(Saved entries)
Start

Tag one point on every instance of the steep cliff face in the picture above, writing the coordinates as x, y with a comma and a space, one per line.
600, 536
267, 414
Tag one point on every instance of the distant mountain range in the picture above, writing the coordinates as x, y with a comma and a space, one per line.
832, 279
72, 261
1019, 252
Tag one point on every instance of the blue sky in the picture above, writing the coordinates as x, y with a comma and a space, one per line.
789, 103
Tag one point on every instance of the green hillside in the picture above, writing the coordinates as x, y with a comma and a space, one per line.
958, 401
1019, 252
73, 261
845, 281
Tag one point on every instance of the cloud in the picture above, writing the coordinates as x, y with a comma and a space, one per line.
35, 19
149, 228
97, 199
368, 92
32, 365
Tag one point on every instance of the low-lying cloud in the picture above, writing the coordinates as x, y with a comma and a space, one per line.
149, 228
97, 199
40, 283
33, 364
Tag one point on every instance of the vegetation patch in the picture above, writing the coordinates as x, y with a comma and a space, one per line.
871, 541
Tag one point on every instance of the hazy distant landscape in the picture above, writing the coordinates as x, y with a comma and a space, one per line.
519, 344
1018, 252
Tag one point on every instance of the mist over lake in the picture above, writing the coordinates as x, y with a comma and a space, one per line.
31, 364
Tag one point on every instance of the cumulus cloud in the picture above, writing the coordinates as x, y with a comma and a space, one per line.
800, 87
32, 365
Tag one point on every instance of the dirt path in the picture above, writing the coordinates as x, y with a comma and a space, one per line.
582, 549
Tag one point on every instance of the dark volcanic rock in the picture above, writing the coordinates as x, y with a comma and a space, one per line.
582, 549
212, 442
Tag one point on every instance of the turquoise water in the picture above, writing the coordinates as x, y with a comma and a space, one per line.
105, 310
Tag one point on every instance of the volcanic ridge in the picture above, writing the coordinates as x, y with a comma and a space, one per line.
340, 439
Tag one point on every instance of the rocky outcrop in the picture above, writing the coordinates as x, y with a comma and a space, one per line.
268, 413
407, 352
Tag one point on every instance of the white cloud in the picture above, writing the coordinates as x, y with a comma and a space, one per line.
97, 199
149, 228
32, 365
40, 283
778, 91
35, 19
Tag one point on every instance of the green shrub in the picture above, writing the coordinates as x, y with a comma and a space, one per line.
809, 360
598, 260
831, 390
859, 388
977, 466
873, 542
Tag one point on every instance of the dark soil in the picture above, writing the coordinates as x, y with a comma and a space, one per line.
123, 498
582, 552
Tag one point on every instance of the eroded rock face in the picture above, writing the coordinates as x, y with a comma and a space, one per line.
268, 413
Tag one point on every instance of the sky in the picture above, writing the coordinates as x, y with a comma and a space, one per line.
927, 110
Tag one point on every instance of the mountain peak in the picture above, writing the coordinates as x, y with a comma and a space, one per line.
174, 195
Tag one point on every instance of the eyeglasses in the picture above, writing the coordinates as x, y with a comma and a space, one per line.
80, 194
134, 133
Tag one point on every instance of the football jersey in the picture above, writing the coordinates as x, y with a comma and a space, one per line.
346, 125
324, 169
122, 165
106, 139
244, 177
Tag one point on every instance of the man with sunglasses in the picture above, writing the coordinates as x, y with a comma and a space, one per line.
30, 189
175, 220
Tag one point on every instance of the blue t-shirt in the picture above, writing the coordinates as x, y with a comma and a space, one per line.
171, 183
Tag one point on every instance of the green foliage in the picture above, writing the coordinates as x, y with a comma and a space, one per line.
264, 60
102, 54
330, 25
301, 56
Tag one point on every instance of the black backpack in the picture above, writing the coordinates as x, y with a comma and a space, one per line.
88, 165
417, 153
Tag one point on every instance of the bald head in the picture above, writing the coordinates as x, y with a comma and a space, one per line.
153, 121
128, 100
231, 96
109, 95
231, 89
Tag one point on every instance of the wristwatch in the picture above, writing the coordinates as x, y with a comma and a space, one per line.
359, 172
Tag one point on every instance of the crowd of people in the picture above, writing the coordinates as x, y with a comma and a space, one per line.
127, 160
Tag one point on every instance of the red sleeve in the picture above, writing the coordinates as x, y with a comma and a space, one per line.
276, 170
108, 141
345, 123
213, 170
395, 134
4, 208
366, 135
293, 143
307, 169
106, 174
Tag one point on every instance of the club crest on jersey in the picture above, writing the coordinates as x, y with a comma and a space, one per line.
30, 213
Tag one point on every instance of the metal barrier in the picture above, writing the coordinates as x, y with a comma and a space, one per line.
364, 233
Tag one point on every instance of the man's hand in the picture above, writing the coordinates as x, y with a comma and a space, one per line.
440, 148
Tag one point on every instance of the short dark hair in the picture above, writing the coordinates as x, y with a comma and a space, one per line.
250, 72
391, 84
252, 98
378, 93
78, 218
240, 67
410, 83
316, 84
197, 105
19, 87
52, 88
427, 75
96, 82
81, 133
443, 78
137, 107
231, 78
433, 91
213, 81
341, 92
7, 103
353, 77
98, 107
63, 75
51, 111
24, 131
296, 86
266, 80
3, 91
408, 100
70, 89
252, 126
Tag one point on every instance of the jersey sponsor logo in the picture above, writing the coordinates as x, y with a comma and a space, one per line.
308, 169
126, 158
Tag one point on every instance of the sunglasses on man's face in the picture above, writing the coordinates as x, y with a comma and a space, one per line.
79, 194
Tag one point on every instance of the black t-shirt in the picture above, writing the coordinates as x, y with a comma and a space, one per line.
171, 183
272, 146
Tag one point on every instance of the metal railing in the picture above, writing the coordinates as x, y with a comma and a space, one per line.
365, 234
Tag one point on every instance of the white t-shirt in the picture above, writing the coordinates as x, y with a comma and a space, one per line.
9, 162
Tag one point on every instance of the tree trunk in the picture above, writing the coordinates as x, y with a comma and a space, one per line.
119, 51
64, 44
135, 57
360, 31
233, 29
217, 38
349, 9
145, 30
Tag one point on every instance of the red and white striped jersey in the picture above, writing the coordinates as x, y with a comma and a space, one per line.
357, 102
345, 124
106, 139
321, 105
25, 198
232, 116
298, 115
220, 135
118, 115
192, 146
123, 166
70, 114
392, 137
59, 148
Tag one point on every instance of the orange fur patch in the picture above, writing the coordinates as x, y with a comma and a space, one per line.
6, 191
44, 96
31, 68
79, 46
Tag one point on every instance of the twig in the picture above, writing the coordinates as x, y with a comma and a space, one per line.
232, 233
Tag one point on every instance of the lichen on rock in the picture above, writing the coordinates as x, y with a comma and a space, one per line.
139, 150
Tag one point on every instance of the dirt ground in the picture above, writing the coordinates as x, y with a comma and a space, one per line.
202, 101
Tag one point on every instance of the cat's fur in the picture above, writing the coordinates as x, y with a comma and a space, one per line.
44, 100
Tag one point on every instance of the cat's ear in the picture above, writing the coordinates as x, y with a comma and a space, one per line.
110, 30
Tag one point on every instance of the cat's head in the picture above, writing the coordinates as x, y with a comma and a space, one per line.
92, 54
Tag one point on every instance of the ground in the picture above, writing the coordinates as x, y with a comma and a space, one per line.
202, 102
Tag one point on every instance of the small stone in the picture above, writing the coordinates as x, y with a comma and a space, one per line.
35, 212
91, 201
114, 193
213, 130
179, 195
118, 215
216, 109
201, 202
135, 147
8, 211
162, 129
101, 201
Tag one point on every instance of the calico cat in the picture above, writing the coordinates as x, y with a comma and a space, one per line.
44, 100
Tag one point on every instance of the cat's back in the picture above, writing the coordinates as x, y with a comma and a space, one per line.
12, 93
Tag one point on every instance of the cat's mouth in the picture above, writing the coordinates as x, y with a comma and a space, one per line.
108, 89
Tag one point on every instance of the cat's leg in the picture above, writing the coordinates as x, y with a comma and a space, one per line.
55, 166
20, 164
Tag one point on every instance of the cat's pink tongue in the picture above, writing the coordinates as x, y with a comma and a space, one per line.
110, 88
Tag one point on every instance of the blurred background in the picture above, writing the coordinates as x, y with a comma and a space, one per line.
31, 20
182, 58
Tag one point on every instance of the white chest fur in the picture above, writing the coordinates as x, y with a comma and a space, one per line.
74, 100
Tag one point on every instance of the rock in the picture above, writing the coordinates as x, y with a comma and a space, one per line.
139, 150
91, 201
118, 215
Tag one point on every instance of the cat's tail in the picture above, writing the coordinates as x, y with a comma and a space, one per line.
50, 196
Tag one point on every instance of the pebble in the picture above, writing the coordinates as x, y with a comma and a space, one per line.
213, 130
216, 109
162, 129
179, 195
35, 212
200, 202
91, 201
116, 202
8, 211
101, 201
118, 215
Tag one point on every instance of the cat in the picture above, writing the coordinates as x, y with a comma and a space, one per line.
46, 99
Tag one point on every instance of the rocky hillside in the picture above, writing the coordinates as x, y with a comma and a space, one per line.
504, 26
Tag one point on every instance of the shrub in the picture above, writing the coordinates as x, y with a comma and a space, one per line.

End

In the listing above, find the line with "Tag one point on every instance of the cat's pink" and set down that line and all after it exactly, through the final line.

-- TASK OUTPUT --
Tag one point on every instance of the cat's pink tongue in the picture above, writing the coordinates as x, y with a comma and a space, one per line.
110, 88
Tag one point on every instance of the blurred background in the picture above, writing the coordinates as x, y with a comma and a space, one per line.
31, 20
182, 58
Tag one point on every instance of the white chest fur in the picture above, writing the coordinates as x, y with a comma and a space, one per line.
74, 100
Tag one point on every instance of the rock in the picture above, writing the coordinates as x, y with a comma and a space, one per line.
139, 150
91, 201
118, 215
Tag one point on every instance of the cat's tail in the picture above, writing the coordinates as x, y with a comma and a space, one per line.
50, 196
Tag one point on every instance of the pebble in the picture above, writing the coordinates as x, y with a comma and a space, one per line.
213, 130
216, 109
162, 129
179, 195
35, 212
200, 202
91, 201
116, 202
8, 211
101, 201
118, 215
Tag one point on every instance of the cat in the picture above, writing the coordinates as x, y with a comma and a space, one per line.
46, 99
Tag one point on every instance of the rocky hillside in the picture above, writing the coordinates as x, y with a comma and a space, one per line.
504, 26
Tag one point on every instance of the shrub in the picture above, writing the coordinates as x, y with a comma and a space, one per line.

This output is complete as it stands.